→ What the task requires
Pick out every line below that contains the word "shoulder" and copy each one in full.

→ Information provided
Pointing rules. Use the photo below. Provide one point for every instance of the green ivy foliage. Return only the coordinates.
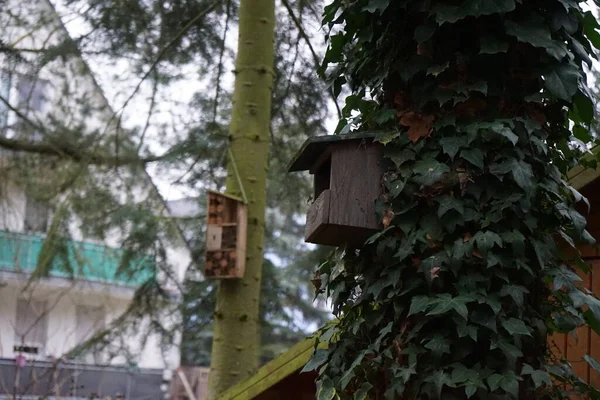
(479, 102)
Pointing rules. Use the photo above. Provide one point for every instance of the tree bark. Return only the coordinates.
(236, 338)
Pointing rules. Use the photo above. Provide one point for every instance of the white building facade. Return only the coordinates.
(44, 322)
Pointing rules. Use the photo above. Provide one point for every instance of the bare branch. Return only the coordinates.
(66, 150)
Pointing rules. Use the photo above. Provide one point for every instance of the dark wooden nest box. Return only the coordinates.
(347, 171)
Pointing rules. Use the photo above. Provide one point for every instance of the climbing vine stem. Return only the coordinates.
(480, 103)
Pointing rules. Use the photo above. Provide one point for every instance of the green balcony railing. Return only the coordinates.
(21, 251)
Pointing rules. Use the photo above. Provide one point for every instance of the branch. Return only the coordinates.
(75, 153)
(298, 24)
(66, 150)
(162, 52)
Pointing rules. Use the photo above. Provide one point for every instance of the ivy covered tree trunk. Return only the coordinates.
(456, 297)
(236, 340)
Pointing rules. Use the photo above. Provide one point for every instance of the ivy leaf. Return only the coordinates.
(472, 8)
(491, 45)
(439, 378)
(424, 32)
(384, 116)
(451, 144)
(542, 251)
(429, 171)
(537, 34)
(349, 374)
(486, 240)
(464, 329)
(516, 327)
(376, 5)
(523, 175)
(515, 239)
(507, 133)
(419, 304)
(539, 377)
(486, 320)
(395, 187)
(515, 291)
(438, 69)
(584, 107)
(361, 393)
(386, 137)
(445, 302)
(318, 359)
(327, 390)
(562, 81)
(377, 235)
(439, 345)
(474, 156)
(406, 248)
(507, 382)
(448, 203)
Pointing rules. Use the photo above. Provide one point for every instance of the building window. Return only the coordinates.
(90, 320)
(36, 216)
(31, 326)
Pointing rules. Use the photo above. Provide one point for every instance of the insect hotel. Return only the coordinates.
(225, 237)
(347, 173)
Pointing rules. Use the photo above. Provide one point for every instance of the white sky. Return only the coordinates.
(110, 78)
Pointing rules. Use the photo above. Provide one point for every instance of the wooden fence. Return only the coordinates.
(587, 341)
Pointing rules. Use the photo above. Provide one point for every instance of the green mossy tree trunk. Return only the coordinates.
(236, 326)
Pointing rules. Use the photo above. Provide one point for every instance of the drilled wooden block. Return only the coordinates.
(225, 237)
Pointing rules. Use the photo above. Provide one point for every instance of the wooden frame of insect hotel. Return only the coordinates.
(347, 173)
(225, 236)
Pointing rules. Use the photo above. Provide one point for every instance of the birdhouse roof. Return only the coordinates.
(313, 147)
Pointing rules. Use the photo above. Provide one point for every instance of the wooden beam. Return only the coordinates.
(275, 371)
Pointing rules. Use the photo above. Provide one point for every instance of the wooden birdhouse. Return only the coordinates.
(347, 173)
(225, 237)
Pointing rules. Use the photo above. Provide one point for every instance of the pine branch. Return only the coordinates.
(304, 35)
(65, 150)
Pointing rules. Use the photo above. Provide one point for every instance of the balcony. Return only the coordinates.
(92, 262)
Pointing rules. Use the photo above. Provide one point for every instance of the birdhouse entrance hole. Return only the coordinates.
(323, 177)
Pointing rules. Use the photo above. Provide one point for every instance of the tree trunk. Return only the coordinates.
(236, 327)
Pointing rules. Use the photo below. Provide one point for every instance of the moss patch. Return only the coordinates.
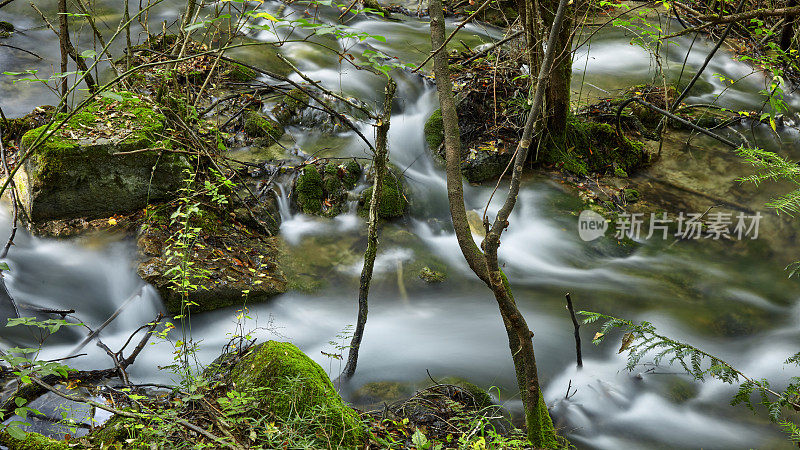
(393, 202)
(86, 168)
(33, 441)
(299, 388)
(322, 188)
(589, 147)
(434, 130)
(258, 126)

==

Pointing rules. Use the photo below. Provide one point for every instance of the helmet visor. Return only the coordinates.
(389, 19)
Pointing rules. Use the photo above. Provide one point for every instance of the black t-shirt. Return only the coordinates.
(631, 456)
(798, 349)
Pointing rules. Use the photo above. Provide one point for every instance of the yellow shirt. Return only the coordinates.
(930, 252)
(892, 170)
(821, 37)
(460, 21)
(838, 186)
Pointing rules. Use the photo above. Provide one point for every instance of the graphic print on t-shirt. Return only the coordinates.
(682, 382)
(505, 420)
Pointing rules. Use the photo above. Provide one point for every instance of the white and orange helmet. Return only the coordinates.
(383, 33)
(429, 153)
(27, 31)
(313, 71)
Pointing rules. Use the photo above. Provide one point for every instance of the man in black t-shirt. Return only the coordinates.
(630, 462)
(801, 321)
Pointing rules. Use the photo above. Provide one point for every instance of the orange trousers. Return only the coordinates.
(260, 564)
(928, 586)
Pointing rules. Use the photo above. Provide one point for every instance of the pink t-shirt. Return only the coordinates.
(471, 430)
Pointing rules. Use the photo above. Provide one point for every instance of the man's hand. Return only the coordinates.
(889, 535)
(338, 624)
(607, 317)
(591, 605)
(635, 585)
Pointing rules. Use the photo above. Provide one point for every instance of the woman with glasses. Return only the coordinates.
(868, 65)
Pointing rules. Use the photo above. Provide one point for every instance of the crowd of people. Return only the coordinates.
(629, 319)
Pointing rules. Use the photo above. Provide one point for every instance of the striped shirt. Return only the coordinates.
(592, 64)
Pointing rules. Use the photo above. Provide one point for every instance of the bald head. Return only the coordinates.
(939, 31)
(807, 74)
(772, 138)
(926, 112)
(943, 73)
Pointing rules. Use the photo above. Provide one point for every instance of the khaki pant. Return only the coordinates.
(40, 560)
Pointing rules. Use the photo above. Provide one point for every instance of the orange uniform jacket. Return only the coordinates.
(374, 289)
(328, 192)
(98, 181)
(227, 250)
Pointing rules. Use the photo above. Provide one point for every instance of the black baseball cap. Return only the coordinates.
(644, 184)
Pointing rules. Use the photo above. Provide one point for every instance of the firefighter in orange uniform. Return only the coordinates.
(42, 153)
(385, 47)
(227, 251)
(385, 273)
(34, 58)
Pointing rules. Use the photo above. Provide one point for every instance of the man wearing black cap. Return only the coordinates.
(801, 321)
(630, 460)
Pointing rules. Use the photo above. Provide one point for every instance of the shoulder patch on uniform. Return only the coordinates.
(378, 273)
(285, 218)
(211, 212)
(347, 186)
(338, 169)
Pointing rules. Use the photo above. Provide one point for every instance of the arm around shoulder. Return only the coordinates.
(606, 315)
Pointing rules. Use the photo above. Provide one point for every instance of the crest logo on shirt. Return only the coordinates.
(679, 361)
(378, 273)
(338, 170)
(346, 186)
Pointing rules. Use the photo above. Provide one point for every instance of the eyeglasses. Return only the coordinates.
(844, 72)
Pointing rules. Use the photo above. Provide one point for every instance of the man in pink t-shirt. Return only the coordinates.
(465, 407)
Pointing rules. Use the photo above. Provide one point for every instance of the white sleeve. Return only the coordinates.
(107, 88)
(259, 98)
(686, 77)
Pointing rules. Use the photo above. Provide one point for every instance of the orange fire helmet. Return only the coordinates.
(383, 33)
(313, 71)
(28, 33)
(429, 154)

→ Exercise solution
Pointing rules. Use the photo above. Provide one point for every instance of the shoulder patch on uniform. Return only the coordinates.
Pointing rules. Use the photo above. Provide one point for every instance of the arm around shoulder. Return only the coordinates.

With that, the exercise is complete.